• _Records for this exercise_:
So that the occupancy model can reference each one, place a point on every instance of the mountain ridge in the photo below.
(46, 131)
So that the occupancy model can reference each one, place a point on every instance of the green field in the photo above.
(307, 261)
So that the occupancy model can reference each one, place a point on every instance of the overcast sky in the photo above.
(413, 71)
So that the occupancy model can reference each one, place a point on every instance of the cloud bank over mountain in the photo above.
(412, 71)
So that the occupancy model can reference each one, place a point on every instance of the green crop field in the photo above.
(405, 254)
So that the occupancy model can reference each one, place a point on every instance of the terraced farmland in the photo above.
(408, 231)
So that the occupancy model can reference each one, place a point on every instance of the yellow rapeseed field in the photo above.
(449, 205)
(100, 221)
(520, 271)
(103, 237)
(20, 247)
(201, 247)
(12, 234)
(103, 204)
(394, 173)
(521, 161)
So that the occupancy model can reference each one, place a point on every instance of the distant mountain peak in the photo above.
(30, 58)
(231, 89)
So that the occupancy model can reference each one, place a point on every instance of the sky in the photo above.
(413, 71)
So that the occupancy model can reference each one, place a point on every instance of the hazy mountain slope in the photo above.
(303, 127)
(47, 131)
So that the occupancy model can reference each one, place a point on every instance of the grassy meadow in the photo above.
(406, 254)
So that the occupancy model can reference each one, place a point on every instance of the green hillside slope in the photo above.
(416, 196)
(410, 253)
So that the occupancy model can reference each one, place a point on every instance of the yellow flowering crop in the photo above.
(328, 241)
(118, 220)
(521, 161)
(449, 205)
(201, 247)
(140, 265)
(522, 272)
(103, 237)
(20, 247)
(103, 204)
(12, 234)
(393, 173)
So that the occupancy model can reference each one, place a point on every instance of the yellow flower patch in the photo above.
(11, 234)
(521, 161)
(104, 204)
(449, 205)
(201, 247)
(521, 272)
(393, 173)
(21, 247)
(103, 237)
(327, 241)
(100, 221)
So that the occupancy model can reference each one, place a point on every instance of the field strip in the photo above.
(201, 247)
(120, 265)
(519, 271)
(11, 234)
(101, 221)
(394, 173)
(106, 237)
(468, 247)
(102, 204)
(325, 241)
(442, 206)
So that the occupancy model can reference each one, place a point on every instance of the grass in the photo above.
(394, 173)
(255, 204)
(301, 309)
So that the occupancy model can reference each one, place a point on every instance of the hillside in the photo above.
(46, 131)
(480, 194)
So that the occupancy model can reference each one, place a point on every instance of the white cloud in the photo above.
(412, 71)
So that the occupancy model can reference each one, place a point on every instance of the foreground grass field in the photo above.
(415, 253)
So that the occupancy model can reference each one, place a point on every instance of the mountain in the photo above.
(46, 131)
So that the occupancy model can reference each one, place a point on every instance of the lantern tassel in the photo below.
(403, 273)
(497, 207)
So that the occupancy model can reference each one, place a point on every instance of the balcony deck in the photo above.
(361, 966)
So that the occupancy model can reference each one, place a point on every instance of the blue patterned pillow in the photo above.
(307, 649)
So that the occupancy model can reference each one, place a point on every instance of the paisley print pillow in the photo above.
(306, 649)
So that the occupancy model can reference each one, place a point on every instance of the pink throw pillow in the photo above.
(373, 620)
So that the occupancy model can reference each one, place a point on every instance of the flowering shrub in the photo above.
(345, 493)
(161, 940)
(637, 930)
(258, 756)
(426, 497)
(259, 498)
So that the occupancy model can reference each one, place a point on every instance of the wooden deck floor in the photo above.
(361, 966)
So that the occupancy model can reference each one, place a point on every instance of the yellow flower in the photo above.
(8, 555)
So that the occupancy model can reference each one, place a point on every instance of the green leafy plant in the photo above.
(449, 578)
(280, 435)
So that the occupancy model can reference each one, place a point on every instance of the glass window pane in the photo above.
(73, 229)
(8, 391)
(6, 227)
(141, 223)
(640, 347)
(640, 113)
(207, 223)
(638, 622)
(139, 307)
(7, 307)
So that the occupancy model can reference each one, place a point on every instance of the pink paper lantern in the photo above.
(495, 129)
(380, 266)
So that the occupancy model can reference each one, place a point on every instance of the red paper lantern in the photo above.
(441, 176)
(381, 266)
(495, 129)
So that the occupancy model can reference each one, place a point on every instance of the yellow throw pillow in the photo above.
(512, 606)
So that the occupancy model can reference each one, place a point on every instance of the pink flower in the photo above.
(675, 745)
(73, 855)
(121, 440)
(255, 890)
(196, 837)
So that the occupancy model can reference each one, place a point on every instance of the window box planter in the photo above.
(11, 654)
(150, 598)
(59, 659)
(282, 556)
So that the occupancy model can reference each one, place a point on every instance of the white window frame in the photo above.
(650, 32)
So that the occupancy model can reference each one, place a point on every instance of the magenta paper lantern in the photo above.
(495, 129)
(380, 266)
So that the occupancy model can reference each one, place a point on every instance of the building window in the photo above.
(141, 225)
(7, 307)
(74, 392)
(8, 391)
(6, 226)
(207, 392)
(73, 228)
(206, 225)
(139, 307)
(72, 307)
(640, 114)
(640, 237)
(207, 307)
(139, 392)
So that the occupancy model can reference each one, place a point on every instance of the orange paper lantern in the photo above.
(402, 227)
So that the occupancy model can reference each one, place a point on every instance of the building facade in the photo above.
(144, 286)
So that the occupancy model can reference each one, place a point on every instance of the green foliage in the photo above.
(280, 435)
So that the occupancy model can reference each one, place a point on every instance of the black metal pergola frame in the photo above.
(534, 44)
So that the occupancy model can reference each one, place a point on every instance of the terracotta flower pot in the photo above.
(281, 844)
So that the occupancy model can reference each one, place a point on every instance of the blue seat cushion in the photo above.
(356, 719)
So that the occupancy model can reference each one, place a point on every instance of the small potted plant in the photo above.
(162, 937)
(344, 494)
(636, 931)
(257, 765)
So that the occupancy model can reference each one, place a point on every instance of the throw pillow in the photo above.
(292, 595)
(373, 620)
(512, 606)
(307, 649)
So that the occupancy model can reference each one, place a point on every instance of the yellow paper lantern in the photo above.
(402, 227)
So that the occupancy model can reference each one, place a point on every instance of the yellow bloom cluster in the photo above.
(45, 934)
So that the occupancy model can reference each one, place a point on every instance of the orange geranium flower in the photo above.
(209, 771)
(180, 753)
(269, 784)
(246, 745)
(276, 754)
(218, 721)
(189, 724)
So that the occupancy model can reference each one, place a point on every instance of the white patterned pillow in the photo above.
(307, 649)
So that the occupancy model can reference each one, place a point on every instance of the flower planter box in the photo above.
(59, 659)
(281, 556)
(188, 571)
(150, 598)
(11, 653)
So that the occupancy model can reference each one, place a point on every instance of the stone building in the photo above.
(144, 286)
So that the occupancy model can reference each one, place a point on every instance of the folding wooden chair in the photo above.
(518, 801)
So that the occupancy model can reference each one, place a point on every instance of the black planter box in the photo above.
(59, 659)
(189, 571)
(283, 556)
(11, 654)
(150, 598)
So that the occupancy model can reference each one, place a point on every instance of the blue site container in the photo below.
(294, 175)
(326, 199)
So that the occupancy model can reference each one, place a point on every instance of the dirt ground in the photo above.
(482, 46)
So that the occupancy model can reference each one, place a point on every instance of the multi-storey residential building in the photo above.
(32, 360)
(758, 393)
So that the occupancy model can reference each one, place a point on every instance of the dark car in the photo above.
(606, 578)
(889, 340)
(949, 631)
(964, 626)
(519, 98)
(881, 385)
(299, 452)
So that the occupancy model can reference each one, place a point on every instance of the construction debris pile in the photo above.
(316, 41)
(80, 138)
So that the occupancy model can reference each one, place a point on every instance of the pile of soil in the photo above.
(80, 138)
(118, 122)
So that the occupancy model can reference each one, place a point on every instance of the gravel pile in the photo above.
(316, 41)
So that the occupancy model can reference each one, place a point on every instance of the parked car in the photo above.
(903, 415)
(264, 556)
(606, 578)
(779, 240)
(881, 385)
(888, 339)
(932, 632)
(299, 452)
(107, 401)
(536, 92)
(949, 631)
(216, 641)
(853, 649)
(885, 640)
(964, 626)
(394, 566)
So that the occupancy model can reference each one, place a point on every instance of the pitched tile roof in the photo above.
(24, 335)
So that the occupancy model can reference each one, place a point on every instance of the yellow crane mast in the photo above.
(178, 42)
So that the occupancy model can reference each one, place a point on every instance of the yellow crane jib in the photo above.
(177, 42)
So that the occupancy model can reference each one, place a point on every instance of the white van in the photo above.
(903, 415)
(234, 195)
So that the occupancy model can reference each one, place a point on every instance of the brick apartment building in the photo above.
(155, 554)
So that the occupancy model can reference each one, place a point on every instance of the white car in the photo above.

• _What you are asked to do_: Quote exactly the line containing "gravel pile in the photo above." and every later line through the end of the listing, and no other lines.

• _Correct answer_:
So that the occupancy model can reference each one, place a point on every instance of the gravel pile in the photo above.
(316, 41)
So that the occupancy model can reference each one, place a point on every instance of the parked car in the photo above.
(903, 415)
(264, 556)
(606, 578)
(779, 240)
(881, 385)
(888, 339)
(932, 632)
(299, 452)
(107, 401)
(536, 92)
(949, 631)
(216, 641)
(853, 649)
(885, 640)
(964, 626)
(394, 566)
So that the occupancy model can reference each one, place a point on every instance of the pitched tile roof in the photo above.
(24, 335)
So that the occupancy model can reference each one, place a point on every instance of the yellow crane mast in the photo above.
(178, 42)
So that the occupancy model can reference each one, place a point on every instance of the yellow crane jib in the photo above.
(177, 42)
So that the occupancy model can reference each one, place a point on every instance of the white van in the photo above.
(903, 415)
(234, 195)
So that the occupancy model can reference each one, place a point on every instance of the brick apartment building in the photo above.
(155, 554)
So that the occupancy model can reference each one, place a point on every instance of the white car in the photo above.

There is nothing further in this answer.